▸ **Activity**:
Go through the entries, filter for the word "like", and copy every line that has it.

Saved entries
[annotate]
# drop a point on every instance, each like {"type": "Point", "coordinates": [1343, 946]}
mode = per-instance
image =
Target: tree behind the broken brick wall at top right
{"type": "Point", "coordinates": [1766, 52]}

...

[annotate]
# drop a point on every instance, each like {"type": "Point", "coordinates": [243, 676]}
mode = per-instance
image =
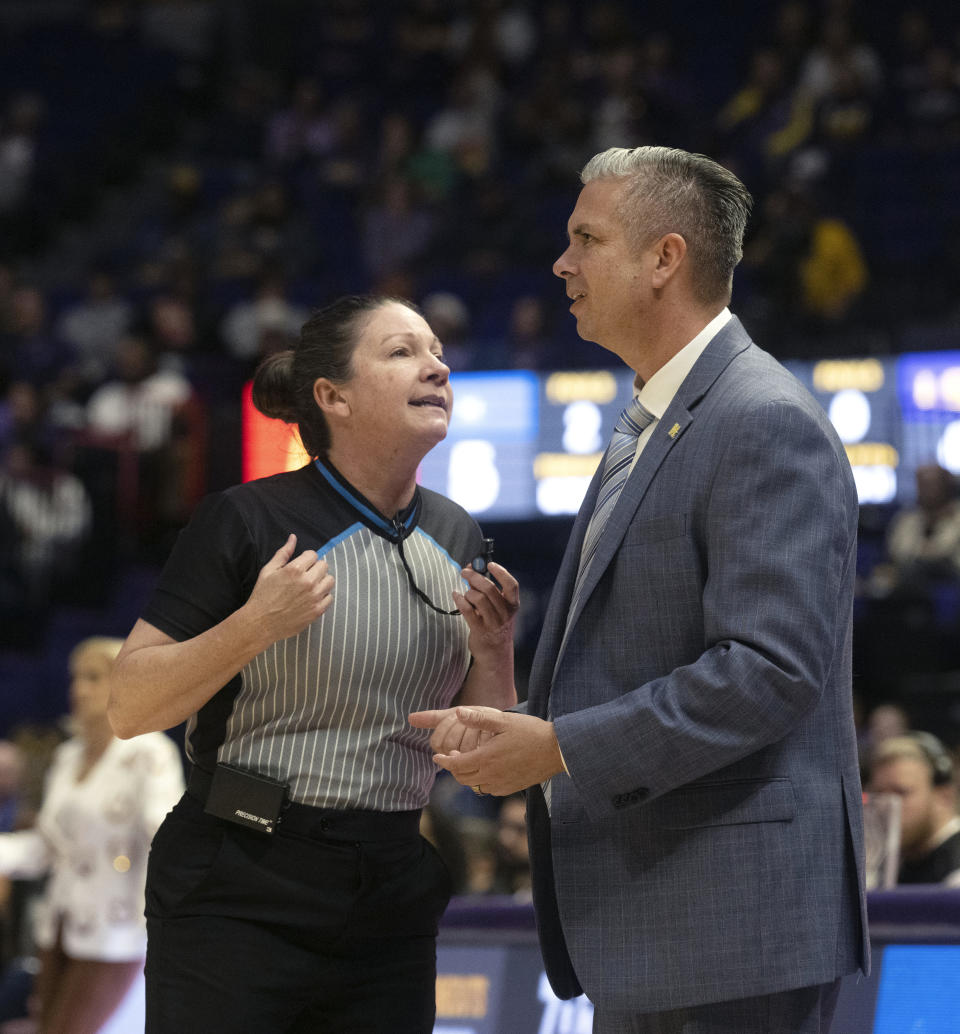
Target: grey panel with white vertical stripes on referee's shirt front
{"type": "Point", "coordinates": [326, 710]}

▸ **Answer to this problem**:
# drop a point on every instance, each like {"type": "Point", "coordinates": [1343, 946]}
# drop a point on every instance, each like {"type": "Point", "coordinates": [243, 676]}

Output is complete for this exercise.